Document extract ▸
--- START ---

Use Whisper! It's a fairly small AI speech-to-text model that's great for gettin...

calebjosue · on Nov 21, 2023

Thank you! Taking a quick look the source code you are linking here I realize you first need to record the audio (again it was a quick look). I am thinking in an human-computer interaction more like the apple remote controller provides you to tell Apple TV applications the command (Most likely a search keyword). You know, no "middle-man", just the audio sent by the user and engine inference to act upon the received data.

smoldesu · on Nov 21, 2023

Generally, you'll have to build that layer yourself. No toolkits or SDKs that I'm aware of let you control a computer with an arbitrary prompt. That would probably be best relegated to an LLM that offers the user a suggested workflow and lets them confirm it.

> I realize you first need to record the audio

There are implimentations that let you stream audio in realtime, but it is rather finnecky and will require basic knowledge of audio DSP. I never set it up though, ymmv.

neontomo · on Nov 21, 2023

I would cut the task into separate problems and solve them one at a time. You could do it like this:

1. Trigger - pressing a button/terminal command

2. Record audio for 5-10 seconds (this will unfortunately lead to silence at the end of the file because it has a set audio length)

3. Run through Whisper API or run locally

4. Manipulate the response (Python can run local commands)

I've been considering building this myself lately for some kind of home-AI on a Raspberry PI, but I don't know if the steps would look exactly like this. My first thought was to cut the audio if it's silent for too long but not sure if you can process it at the same time as recording (probably). ffmpeg has some tools for detecting low dB.

calebjosue · on Nov 21, 2023

Thank you for the answers guys! I think I am going with the API version instead (Sending audio the API). Still, I putting this on hold for the moment. Thanks!!!

--- END ---

Reproduce the passage of the forum thread that opens with the words containing "neontomo · on" and closes with "set audio length)", keeping every character unchanged. The listing that comes next is separate from the forum thread.

Input data ▸
--- START ---

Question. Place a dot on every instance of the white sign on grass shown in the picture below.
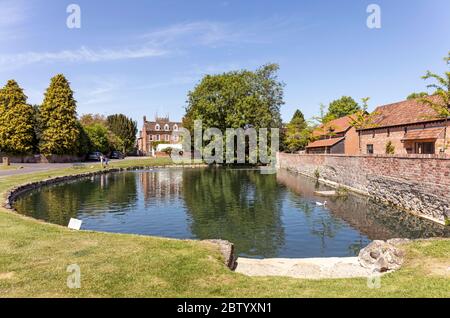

--- END ---

Your response ▸
neontomo · on Nov 21, 2023

I would cut the task into separate problems and solve them one at a time. You could do it like this:

1. Trigger - pressing a button/terminal command

2. Record audio for 5-10 seconds (this will unfortunately lead to silence at the end of the file because it has a set audio length)